Material provided →
--

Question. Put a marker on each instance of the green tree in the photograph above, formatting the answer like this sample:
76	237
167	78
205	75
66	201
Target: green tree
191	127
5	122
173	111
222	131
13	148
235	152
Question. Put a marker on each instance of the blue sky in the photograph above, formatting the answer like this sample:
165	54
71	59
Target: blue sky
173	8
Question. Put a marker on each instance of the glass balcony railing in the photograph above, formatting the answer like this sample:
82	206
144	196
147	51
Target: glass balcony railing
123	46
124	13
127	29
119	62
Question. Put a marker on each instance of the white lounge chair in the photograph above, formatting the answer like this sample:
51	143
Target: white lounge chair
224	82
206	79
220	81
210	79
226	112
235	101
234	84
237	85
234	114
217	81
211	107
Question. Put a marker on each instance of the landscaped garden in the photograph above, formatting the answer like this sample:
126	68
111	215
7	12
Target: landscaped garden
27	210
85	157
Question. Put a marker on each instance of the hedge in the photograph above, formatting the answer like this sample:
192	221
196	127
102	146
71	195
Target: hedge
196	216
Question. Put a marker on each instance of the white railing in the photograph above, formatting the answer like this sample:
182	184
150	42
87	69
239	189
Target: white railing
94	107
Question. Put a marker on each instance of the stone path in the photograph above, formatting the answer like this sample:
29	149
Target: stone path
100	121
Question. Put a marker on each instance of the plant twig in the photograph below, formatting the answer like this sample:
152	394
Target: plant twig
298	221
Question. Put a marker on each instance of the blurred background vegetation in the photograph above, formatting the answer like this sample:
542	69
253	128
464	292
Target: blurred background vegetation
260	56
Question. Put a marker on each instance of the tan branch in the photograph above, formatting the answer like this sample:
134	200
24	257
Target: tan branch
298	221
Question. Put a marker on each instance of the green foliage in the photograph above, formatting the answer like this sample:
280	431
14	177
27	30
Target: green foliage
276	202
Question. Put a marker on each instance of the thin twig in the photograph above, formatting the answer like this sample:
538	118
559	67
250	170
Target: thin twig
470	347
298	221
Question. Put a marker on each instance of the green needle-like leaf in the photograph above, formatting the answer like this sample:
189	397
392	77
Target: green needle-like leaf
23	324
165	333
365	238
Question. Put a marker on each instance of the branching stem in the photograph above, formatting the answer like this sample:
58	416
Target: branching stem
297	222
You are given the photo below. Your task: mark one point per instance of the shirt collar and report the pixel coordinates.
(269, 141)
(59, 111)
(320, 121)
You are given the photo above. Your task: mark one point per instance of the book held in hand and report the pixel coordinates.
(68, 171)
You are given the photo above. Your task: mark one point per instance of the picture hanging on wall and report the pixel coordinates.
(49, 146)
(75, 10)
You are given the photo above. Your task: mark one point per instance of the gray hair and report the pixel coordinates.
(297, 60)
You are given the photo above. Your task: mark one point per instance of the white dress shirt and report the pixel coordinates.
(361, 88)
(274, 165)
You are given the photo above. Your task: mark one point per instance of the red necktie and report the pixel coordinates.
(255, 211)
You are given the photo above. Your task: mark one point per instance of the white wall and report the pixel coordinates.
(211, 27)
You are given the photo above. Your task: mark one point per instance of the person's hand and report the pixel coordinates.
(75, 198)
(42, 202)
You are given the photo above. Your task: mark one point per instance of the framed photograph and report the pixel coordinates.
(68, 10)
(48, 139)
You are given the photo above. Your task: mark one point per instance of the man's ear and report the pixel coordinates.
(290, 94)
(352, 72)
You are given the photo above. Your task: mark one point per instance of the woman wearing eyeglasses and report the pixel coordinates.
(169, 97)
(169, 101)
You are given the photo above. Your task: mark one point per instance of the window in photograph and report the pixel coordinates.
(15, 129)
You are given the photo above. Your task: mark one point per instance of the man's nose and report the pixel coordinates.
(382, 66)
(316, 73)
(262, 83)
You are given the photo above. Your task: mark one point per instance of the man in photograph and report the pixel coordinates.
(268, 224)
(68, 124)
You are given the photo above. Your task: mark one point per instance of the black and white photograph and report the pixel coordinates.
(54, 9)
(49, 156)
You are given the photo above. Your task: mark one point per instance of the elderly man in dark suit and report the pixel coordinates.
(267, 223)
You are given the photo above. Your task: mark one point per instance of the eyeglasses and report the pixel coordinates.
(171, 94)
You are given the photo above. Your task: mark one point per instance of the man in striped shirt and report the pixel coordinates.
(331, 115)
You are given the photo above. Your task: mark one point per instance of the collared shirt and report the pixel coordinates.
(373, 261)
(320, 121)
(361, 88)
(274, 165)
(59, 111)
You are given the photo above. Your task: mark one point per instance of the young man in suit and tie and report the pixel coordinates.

--

Task brief →
Your task is to restate every record exactly.

Answer to this task →
Question. Put a marker on each instance of the green tree in the photograph above, formatting the answer like this sample:
76	237
167	78
205	75
66	201
Target: green tree
191	127
5	122
173	111
222	131
13	148
235	152
Question. Put a marker on each instance of the blue sky in the photograph above, formatting the answer like this sample:
165	54
71	59
Target: blue sky
173	8
Question. Put a marker on each instance of the glass balcony railing in the photograph above, formatting the answer like this sample:
82	206
144	196
147	51
Target: glass balcony railing
123	46
124	13
127	29
119	62
Question. Put a marker on each instance of the white lounge chair in the photograph above, formatting the answer like this sample:
51	143
Target: white lounge chair
224	82
206	79
220	81
210	79
226	112
235	101
234	84
237	85
234	114
217	81
211	107
Question. Put a marker on each instance of the landscaped garden in the photograph above, formatting the answer like this sample:
126	68
111	215
7	12
Target: landscaped garden
27	210
85	157
Question. Put a marker on each instance of the hedge in the photograph above, formatting the answer like this sample:
192	221
196	127
102	146
71	195
Target: hedge
196	216
Question. Put a marker on each instance of the white railing in the photograph above, formatting the answer like this sample:
182	184
150	42
87	69
239	189
Target: white railing
94	107
Question. Put a marker on each instance of the stone path in the photograph above, formatting the answer like this sample:
29	149
Target: stone path
100	121
Question. Put a marker on each instance of the plant twig in the photograph below, formatting the answer like this sample:
152	394
Target: plant twig
298	221
Question. Put a marker on each instance of the blurred background vegetation in the photograph above, formatting the answer like this sample:
542	69
253	128
464	292
Target: blurred background vegetation
260	56
Question. Put a marker on each instance of the tan branch in the photograph above, formatting the answer like this sample:
134	200
24	257
Target: tan branch
298	221
Question. Put a marker on each instance of the green foliage in the photograph above, formatting the answer like this sample:
280	431
14	177
27	30
Target: green foliage
276	202
Question. Put a marker on each instance of the thin twig in the photograph above, formatting the answer like this sample:
538	118
559	67
250	170
Target: thin twig
470	347
298	221
Question. Put a marker on each instance of the green needle-like leaf in the photograph above, formatting the answer like this sample:
189	397
392	77
Target: green needle-like leaf
23	324
165	333
365	238
Question. Put a marker on each instance of the branching stem in the photograph above, formatting the answer like this sample:
58	416
Target: branching stem
297	222
You are given the photo below. Your task: mark one point per instance of the shirt collar and report the pixel coordinates.
(269, 141)
(59, 111)
(320, 121)
You are given the photo above. Your task: mark one point per instance of the book held in hand and report the pixel coordinates.
(68, 171)
You are given the photo above. Your task: mark one point per instance of the picture hanging on wall and report the pixel coordinates.
(49, 146)
(75, 10)
You are given the photo above. Your task: mark one point per instance of the gray hair and report the pixel coordinates.
(297, 60)
You are given the photo above. Your task: mark one point per instance of the white dress shirt and report the pixel coordinates.
(361, 88)
(274, 165)
You are given the photo above. Your task: mark one point per instance of the red necktie and report the pixel coordinates.
(255, 211)
You are given the photo above. Your task: mark one point per instance of the white wall and report the pixel coordinates.
(211, 27)
You are given the photo above. Your task: mark one point per instance of the person's hand and report the pixel coordinates.
(75, 198)
(42, 202)
You are given the photo above. Your task: mark one point per instance of the framed photograph and report the pixel coordinates.
(68, 10)
(48, 139)
You are given the photo above. Your task: mark one point per instance of the man's ear and report the pixel coordinates.
(290, 94)
(352, 72)
You are given the photo above. Your task: mark one point per instance of the woman wearing eyeglasses and report the pixel coordinates.
(169, 97)
(169, 101)
You are given the photo above. Your task: mark one point per instance of the window in photograph and report the pixel coordinates.
(15, 129)
You are given the photo above. Your task: mark one point per instance of the man's nose and report the pixel coordinates.
(382, 66)
(316, 73)
(262, 83)
You are given the photo above. Your task: mark one point per instance of the man in photograph and report the pixel coordinates.
(268, 224)
(68, 124)
You are given the photo above. Your task: mark one point per instance of the black and white photograph and report the pixel coordinates.
(54, 9)
(49, 156)
You are given the photo above. Your task: mark one point per instance of the elderly man in dark suit and report the pixel coordinates.
(267, 223)
You are given the photo above. Your task: mark one point per instance of the eyeglasses and report the pixel coordinates.
(171, 94)
You are given the photo above. Your task: mark one point per instance of the man in striped shirt and report the pixel coordinates.
(331, 115)
You are given the photo above. Your task: mark one point per instance of the collared shirt and report the pixel coordinates.
(373, 261)
(320, 121)
(361, 88)
(274, 165)
(59, 111)
You are given the photo above. Your task: mark one point per instance of the young man in suit and tie and report the pixel coordinates.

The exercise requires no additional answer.